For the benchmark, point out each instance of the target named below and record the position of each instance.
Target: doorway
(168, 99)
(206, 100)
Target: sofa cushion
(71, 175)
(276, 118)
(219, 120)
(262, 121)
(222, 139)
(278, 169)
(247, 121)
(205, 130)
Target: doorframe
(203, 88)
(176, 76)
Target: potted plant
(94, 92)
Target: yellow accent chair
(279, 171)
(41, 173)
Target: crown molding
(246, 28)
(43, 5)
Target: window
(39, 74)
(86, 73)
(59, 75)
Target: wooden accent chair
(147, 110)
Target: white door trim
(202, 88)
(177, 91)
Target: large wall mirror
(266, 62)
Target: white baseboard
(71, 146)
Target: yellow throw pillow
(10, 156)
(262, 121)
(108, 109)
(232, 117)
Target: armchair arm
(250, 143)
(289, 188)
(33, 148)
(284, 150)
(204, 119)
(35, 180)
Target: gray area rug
--
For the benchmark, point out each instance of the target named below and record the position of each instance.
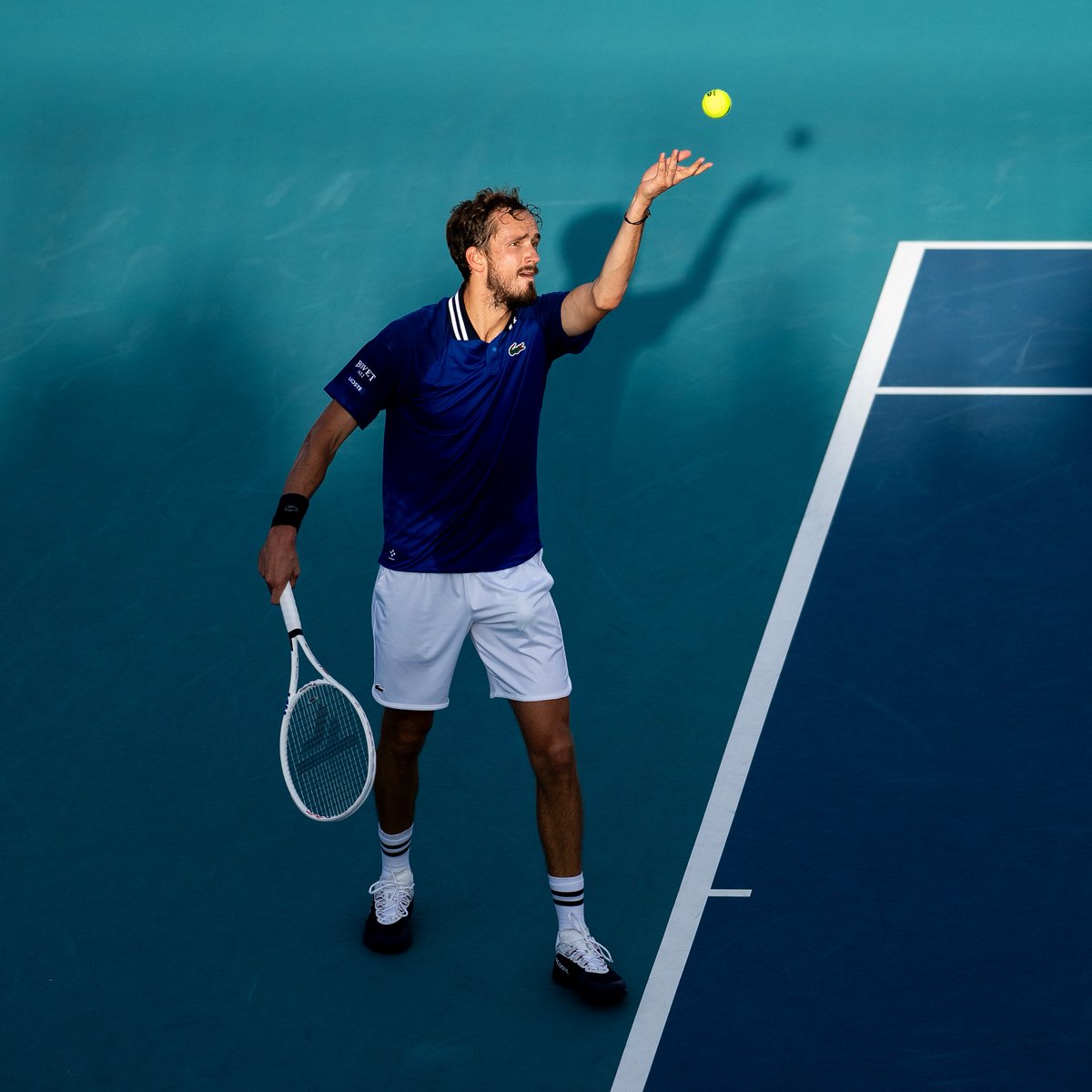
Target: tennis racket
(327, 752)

_Exercise details:_
Convert the lines starting at the one containing "Target: large wall mirror" and ending at the one containing "Target: gray area rug" into a Markdown table with two columns, Row and Line. Number each row and leave out any blank lines.

_Output below:_
| Row | Line |
|---|---|
| 1 | Target: large wall mirror |
| 2 | (266, 62) |
| 3 | Target: white baseboard |
| 4 | (71, 146) |
| 5 | Target: yellow throw pillow |
| 6 | (10, 156) |
| 7 | (262, 121) |
| 8 | (108, 109) |
| 9 | (232, 117) |
| 10 | Target: armchair arm |
| 11 | (250, 143) |
| 12 | (289, 188) |
| 13 | (33, 148) |
| 14 | (284, 150) |
| 15 | (204, 119) |
| 16 | (35, 180) |
| 17 | Target: gray area rug |